7. Les démographes engagés
p. 61-65
Texte intégral
1En démographie, la question des droits de la personne est capitale, dans la mesure où l’objectif fondamental de la production d’indicateurs statistiques est, en amont, de suggérer des pistes d’intervention qui tiennent compte des tendances et, en aval, de faire le suivi et l’évaluation des politiques et des programmes d’action. De façon concrète, ce que mesurent les démographes, ce sont les écarts qui existent entre certains groupes de la population selon diverses dimensions sociales (la santé, la famille, le mariage et l’immigration). Par groupes de la population, on peut par exemple identifier les hommes et les femmes, les groupes ethniques, les groupes de revenus, les statuts socioéconomiques. Dans tous les cas, le postulat de base est que tous les groupes de la société devraient avoir le même accès aux ressources, que ce soit pour une bonne santé, des revenus équitables, des chances d’accès aux emplois sans discrimination, etc. Cela revient en fait à dire que les indicateurs sont essentiellement là pour mesurer les inégalités de tout genre. Dès lors, l’intérêt de mesurer la discrimination, comme je l’ai suggéré plus haut, dépasse largement le simple cadre scientifique et vise surtout à montrer qu’il existe des écarts significatifs et que ces écarts persistent malgré les politiques visant à les éliminer.

• **DONNÉES FOURNIES**:
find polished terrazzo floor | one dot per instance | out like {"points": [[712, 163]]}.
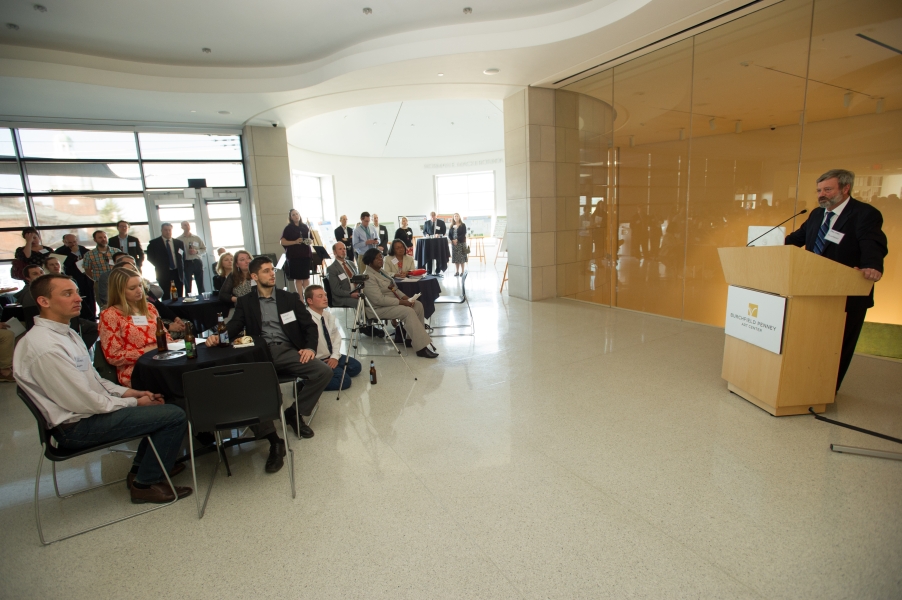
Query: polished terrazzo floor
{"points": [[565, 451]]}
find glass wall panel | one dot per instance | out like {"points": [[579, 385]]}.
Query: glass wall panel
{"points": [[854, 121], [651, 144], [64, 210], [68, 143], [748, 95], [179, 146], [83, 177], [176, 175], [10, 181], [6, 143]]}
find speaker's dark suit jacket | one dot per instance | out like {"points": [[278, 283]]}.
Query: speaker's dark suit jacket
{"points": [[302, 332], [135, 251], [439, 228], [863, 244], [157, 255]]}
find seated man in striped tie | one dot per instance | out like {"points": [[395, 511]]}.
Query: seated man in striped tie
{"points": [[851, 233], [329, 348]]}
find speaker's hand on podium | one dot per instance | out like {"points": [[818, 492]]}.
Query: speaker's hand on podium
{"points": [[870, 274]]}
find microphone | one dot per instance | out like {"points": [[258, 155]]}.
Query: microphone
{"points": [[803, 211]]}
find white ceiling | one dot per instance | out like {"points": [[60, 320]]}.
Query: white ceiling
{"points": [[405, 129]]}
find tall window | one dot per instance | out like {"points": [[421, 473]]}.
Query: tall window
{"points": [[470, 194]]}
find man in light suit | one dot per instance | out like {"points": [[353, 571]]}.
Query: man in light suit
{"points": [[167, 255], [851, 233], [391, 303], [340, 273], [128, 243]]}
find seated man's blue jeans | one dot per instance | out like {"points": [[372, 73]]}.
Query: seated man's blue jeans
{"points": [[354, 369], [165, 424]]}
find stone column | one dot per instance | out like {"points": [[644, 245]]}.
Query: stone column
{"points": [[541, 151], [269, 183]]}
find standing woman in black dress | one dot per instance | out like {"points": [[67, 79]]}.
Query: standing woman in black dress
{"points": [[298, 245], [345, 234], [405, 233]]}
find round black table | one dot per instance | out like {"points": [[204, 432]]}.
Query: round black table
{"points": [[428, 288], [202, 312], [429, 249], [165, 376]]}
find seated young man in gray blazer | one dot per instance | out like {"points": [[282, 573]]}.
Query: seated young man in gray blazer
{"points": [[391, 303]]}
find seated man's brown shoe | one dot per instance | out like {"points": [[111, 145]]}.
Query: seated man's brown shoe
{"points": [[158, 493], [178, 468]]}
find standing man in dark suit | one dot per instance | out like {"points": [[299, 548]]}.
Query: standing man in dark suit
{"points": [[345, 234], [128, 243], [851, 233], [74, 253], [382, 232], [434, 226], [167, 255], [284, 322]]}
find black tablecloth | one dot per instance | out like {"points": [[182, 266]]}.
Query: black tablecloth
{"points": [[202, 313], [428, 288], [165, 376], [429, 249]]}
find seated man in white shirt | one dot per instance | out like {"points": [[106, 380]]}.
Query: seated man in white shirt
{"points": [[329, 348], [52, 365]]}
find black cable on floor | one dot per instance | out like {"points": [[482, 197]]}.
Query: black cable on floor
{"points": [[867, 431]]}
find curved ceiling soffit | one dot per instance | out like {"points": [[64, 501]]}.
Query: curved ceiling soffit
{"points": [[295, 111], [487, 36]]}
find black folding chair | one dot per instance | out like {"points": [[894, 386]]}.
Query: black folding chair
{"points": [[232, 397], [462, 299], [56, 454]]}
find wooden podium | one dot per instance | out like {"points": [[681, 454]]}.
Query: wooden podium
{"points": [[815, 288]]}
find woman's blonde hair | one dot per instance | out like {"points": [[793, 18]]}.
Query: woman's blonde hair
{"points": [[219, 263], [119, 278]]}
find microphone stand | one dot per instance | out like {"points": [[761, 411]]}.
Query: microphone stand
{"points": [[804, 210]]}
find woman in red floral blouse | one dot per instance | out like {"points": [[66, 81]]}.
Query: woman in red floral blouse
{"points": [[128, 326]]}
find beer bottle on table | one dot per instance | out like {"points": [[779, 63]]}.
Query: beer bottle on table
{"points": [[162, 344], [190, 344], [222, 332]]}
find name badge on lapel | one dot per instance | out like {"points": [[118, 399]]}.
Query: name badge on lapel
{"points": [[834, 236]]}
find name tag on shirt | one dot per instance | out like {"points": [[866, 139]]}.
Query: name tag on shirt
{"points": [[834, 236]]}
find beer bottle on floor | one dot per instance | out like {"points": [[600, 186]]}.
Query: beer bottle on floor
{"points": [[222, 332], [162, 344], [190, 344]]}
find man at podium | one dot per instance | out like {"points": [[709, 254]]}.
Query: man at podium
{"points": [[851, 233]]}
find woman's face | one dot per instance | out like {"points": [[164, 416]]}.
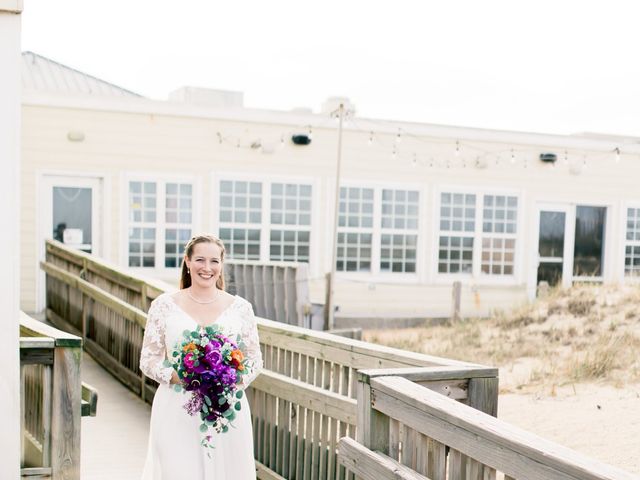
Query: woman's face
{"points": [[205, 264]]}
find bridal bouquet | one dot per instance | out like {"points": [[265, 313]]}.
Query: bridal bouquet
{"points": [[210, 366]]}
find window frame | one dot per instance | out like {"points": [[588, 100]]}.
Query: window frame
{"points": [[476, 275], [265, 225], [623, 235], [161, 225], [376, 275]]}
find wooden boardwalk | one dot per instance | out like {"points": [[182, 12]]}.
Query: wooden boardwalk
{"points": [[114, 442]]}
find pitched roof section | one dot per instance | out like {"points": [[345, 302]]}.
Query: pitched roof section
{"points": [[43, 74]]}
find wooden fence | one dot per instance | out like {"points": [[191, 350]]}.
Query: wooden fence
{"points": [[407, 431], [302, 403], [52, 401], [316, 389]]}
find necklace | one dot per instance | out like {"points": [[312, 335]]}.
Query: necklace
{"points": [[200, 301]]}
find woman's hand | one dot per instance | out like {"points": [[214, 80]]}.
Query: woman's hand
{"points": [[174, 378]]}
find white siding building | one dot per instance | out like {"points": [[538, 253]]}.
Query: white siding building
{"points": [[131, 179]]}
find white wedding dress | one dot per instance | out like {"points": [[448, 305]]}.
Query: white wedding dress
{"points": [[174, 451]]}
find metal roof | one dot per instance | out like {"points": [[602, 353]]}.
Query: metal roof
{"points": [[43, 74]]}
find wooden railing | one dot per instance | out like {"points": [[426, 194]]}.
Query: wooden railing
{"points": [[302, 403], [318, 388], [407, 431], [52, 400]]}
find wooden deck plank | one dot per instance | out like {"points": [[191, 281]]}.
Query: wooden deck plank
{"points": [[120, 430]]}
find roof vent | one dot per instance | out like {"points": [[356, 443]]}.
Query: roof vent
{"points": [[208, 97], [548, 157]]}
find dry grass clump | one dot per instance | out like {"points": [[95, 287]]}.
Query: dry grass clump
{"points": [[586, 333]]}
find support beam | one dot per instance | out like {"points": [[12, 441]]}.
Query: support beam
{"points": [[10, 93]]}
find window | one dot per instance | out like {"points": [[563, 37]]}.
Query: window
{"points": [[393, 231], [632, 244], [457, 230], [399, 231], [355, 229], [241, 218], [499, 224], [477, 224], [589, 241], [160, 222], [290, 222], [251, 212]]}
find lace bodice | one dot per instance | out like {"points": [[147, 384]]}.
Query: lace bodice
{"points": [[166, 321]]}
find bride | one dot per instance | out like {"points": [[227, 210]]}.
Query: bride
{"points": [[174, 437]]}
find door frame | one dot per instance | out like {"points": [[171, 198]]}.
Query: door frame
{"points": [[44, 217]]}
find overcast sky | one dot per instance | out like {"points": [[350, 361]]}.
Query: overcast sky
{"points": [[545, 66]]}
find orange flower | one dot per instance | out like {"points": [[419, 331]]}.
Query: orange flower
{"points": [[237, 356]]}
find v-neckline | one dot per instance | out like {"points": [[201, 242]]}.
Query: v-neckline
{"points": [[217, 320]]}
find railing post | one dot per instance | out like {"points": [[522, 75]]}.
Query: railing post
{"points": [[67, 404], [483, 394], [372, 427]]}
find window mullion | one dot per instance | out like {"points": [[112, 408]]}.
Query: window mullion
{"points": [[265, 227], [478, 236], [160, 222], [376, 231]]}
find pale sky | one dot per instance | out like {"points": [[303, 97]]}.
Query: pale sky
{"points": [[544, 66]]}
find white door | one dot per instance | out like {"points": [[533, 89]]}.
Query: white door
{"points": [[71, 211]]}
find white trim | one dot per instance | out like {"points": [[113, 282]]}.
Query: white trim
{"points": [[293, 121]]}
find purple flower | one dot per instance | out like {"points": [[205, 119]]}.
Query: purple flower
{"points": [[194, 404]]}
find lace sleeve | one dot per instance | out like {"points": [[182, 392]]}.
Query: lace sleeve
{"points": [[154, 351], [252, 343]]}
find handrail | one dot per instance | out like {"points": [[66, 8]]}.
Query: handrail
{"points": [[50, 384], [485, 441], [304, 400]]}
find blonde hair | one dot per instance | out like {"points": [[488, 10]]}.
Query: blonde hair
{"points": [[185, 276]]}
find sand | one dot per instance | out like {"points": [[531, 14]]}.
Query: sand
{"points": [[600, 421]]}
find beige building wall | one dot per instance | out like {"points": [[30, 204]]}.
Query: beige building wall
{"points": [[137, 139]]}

• **PROBLÈMES À RÉSOUDRE**:
• A. D'après le texte sur les démographes engagés, à quoi servent essentiellement les indicateurs ?
• B. Reprenez le texte sur les démographes engagés à la suite de sa dernière phrase.

• **RÉPONSES AUX PROBLÈMES**:
• A. Ils servent essentiellement à mesurer les inégalités de tout genre.

• B.
2Il s’agit là, à mon point de vue, d’une spécificité de la profession de démographe. En effet, la recherche fondamentale visant à repérer les causes des phénomènes (recherche causale) n’est pas propre à la démographie. Quel que soit le phénomène démographique étudié, l’explication passe nécessairement par des modèles explicatifs développés entre autres par la sociologie, l’anthropologie et l’économie. Les techniques utilisées dans la recherche causale sont également l’apanage des autres sciences sociales, que ce soit l’approche statistique quantitative ou même l’approche qualitative, de plus en plus utilisée en démographie. Par contre, ce qui fait l’originalité de la contribution du démographe, c’est véritablement la préoccupation, certains diraient l’obsession, de bien mesurer les écarts et les inégalités.
3Dans cette optique, on peut faire un pas de plus et faire appel à la notion des droits de la personne. D’emblée, il est clair que les droits de la personne se situent dans le champ normatif, c’est-à-dire que la définition et la reconnaissance des droits relèvent de choix moraux et politiques au sens large du terme. Définir les droits humains fondamentaux ne relève pas du domaine scientifique. Ces droits ne sont pas définis dans l’abstrait, mais sont le résultat de longues luttes sociales et politiques. En ce sens, les Chartes des droits et libertés au Canada et au Québec enchâssent des droits reconnus aujourd’hui comme fondamentaux : c’est en quelque sorte la reconnaissance politique que tous les êtres humains devraient avoir les mêmes droits.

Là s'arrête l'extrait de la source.